Directions for this task: Reproduce each of the following rows word for word, keeping their order.
[BEGIN]
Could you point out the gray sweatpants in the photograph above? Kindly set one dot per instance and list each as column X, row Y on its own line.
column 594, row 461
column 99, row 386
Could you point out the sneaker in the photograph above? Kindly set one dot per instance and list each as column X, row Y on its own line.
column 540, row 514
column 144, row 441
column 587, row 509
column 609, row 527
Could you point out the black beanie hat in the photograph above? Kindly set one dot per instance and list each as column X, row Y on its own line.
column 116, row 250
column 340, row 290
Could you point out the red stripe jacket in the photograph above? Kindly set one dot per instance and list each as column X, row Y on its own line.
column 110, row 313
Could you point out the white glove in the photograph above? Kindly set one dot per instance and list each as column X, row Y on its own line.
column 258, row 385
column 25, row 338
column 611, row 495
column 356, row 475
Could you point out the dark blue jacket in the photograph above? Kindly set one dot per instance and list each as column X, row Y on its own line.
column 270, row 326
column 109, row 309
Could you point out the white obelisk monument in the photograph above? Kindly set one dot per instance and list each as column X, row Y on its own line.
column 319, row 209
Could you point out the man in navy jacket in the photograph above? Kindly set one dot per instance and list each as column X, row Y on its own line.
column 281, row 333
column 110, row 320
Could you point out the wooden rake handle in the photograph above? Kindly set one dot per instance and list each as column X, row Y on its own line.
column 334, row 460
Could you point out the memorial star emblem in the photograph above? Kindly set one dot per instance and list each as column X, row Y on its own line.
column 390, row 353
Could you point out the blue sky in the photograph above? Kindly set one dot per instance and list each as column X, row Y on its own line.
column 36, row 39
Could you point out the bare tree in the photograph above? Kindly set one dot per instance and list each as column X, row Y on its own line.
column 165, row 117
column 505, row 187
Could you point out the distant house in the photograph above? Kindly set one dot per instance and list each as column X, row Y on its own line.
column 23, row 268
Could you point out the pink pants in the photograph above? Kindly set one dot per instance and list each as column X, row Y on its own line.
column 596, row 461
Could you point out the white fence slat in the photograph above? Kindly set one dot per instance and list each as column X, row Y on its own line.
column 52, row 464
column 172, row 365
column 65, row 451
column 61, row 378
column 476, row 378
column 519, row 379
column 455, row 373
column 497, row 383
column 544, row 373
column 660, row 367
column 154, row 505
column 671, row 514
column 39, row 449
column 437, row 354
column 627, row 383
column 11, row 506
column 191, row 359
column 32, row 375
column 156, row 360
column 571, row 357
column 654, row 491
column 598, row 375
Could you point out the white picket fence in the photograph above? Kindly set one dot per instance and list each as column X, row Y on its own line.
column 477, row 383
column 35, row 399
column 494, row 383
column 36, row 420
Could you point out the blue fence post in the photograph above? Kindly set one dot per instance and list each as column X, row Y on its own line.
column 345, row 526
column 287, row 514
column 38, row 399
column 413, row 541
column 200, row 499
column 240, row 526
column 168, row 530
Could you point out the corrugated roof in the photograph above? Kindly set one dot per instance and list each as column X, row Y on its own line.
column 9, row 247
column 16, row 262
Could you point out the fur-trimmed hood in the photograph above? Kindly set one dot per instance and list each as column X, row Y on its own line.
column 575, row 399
[END]
Answer to this problem:
Could you point out the gray sweatpants in the photograph above? Kindly set one dot per instance and list each as column X, row Y on its own line.
column 594, row 461
column 99, row 386
Could you point out the sneaker in the photograph above? Kindly set one dot per instance and list each as column X, row Y on its own line.
column 540, row 514
column 144, row 441
column 587, row 509
column 609, row 527
Could you point out the black beanie hat in the photograph above? Kindly set one dot per instance and list each as column X, row Y on its own line.
column 116, row 250
column 340, row 290
Could you point out the red stripe jacket in the photograph above? Kindly set one dot per instance and list each as column X, row Y on its own line.
column 110, row 313
Could you point out the white glove in the photograph above? Kindly set one dot per instance and list each as column X, row Y on its own line.
column 258, row 385
column 25, row 338
column 611, row 495
column 356, row 475
Could you point out the dark blue jacket in the photograph above? Kindly set one dot per instance and list each as column X, row Y on its own line.
column 270, row 326
column 109, row 309
Could you point out the white obelisk monument in the photograph above? Kindly set one dot per instance and list each as column X, row Y on its own line.
column 319, row 209
Could you point out the man in navy jacket in the photograph above? Kindly set one dot per instance and list each as column X, row Y on its own line.
column 281, row 333
column 110, row 320
Could you point out the wooden rake handle in the photograph above? Kindly set one dot per instance and list each as column X, row Y on its own line.
column 334, row 460
Could you point out the memorial star emblem in the photograph above? Kindly set one dot per instance and list each as column X, row Y on its own line.
column 390, row 353
Could you point out the blue sky in the photograph above? Kindly set one dot per instance and list each as column X, row Y on its own line.
column 36, row 39
Could you point out the bare tree in the photograph above? Kindly set one dot per instance and list each as column X, row Y on its own line.
column 165, row 117
column 505, row 187
Could you point out the distant house in the photograph above? Kindly set one dot per instance and list each as column X, row Y on its own line.
column 23, row 268
Could you point out the pink pants in the photograph above? Kindly set one dot per instance and list each as column X, row Y on its own line.
column 596, row 461
Could you point out the white fence slat in the photograph above? Kindly set one dot per instance and list each as column X, row Y on its own line.
column 52, row 464
column 172, row 365
column 65, row 451
column 61, row 378
column 476, row 378
column 519, row 379
column 455, row 373
column 497, row 383
column 544, row 373
column 660, row 367
column 154, row 505
column 671, row 514
column 39, row 449
column 437, row 354
column 627, row 383
column 11, row 506
column 191, row 359
column 32, row 375
column 156, row 360
column 571, row 357
column 654, row 491
column 598, row 375
Could you point out the white picket fence in the photograph above? Kindly set one dot per instance and list each as column X, row Y on its own line.
column 477, row 383
column 35, row 399
column 494, row 383
column 36, row 420
Could you point out the blue fence post in the photograph above? Kindly set one dot per instance and list each as column X, row Y on its own line.
column 345, row 526
column 287, row 514
column 38, row 399
column 413, row 541
column 200, row 499
column 240, row 526
column 168, row 530
Could you point out the corrugated roof in the photograph above? Kindly set one dot per instance and list each as column X, row Y on its own line.
column 9, row 247
column 16, row 262
Could you point out the fur-trimmed hood in the photograph above? Kindly set one dot per instance and list each as column X, row Y on its own line.
column 575, row 399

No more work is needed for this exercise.